» **PROBLEM TO SOLVE**
Set down the entries below exactly, leaving out all images.

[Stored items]

++++

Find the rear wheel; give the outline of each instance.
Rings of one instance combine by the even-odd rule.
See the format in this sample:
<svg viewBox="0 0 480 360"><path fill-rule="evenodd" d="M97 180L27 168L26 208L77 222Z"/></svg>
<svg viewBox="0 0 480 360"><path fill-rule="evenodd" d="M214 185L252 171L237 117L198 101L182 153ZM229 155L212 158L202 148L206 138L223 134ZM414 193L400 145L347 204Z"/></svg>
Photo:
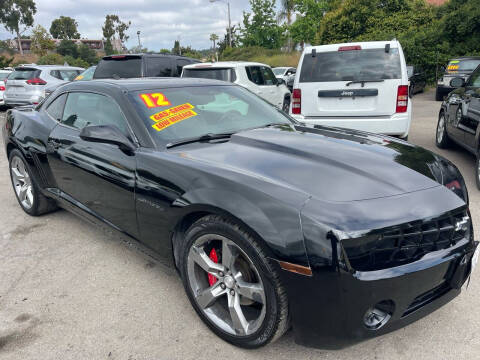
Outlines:
<svg viewBox="0 0 480 360"><path fill-rule="evenodd" d="M440 149L446 149L450 145L450 139L447 134L447 121L443 111L438 116L435 143Z"/></svg>
<svg viewBox="0 0 480 360"><path fill-rule="evenodd" d="M190 302L218 336L255 348L286 331L285 290L262 247L241 227L206 216L186 232L181 254Z"/></svg>
<svg viewBox="0 0 480 360"><path fill-rule="evenodd" d="M22 153L14 149L9 156L10 178L18 203L29 215L38 216L56 209L53 200L45 197L32 178Z"/></svg>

++++

» **SOLUTION FOR THIS TASK**
Find the rear wheel; give the outline of each instance.
Rings of one instance combine by the even-odd rule.
See the format in this sample:
<svg viewBox="0 0 480 360"><path fill-rule="evenodd" d="M97 180L27 168L26 208L77 222Z"/></svg>
<svg viewBox="0 0 480 360"><path fill-rule="evenodd" d="M214 185L252 171L237 117L198 101L182 153ZM229 155L212 158L202 148L206 138L223 134ZM414 193L400 145L347 204Z"/></svg>
Photo:
Outlines:
<svg viewBox="0 0 480 360"><path fill-rule="evenodd" d="M440 149L446 149L450 145L450 139L447 134L447 121L443 111L438 116L435 143Z"/></svg>
<svg viewBox="0 0 480 360"><path fill-rule="evenodd" d="M190 302L218 336L255 348L286 331L285 290L262 247L241 227L206 216L186 232L181 254Z"/></svg>
<svg viewBox="0 0 480 360"><path fill-rule="evenodd" d="M22 153L14 149L9 156L10 178L18 203L29 215L38 216L56 209L53 200L45 197L32 178Z"/></svg>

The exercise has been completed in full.